→ **TASK DETAILS**: The records follow. Copy them exactly, but omit the pictures.

---------------

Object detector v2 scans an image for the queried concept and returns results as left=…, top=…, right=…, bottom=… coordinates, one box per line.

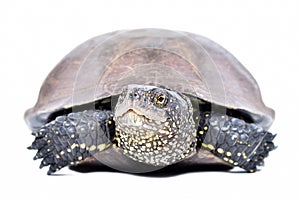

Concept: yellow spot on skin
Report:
left=80, top=143, right=86, bottom=149
left=234, top=162, right=239, bottom=166
left=203, top=126, right=208, bottom=131
left=71, top=143, right=77, bottom=149
left=207, top=144, right=215, bottom=150
left=97, top=144, right=106, bottom=151
left=205, top=113, right=210, bottom=118
left=60, top=151, right=65, bottom=155
left=226, top=152, right=232, bottom=156
left=114, top=138, right=120, bottom=146
left=192, top=131, right=197, bottom=137
left=78, top=156, right=83, bottom=161
left=108, top=121, right=112, bottom=125
left=141, top=146, right=146, bottom=151
left=67, top=148, right=71, bottom=153
left=199, top=131, right=204, bottom=135
left=223, top=157, right=229, bottom=162
left=237, top=152, right=241, bottom=156
left=202, top=143, right=207, bottom=148
left=47, top=149, right=51, bottom=152
left=55, top=154, right=60, bottom=159
left=217, top=148, right=224, bottom=154
left=195, top=116, right=199, bottom=120
left=229, top=159, right=234, bottom=164
left=89, top=145, right=96, bottom=151
left=249, top=169, right=255, bottom=173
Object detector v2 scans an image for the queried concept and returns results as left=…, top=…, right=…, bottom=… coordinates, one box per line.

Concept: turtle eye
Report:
left=155, top=94, right=167, bottom=106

---------------

→ **OUTPUT BELOW**:
Object detector v2 scans an image for the queried concept and returns results as left=…, top=…, right=…, bottom=… coordinates, one box per line.


Concept: yellow spot on skin
Report:
left=80, top=143, right=86, bottom=149
left=234, top=162, right=239, bottom=166
left=203, top=126, right=208, bottom=131
left=71, top=143, right=77, bottom=149
left=207, top=144, right=215, bottom=150
left=97, top=144, right=106, bottom=151
left=205, top=113, right=210, bottom=118
left=60, top=151, right=65, bottom=155
left=226, top=152, right=232, bottom=156
left=114, top=138, right=120, bottom=146
left=192, top=131, right=197, bottom=137
left=78, top=156, right=83, bottom=161
left=108, top=121, right=112, bottom=125
left=141, top=146, right=146, bottom=151
left=67, top=148, right=71, bottom=153
left=199, top=131, right=204, bottom=135
left=223, top=157, right=229, bottom=162
left=237, top=152, right=241, bottom=156
left=202, top=143, right=207, bottom=148
left=47, top=149, right=51, bottom=152
left=55, top=154, right=60, bottom=159
left=217, top=148, right=224, bottom=154
left=195, top=116, right=199, bottom=120
left=229, top=159, right=234, bottom=164
left=89, top=145, right=96, bottom=151
left=249, top=169, right=255, bottom=173
Object detector v2 scans an image for the queried concept and returns results as left=…, top=…, right=…, bottom=… coordinates, one box per line.

Concept: turtle eye
Report:
left=155, top=94, right=167, bottom=106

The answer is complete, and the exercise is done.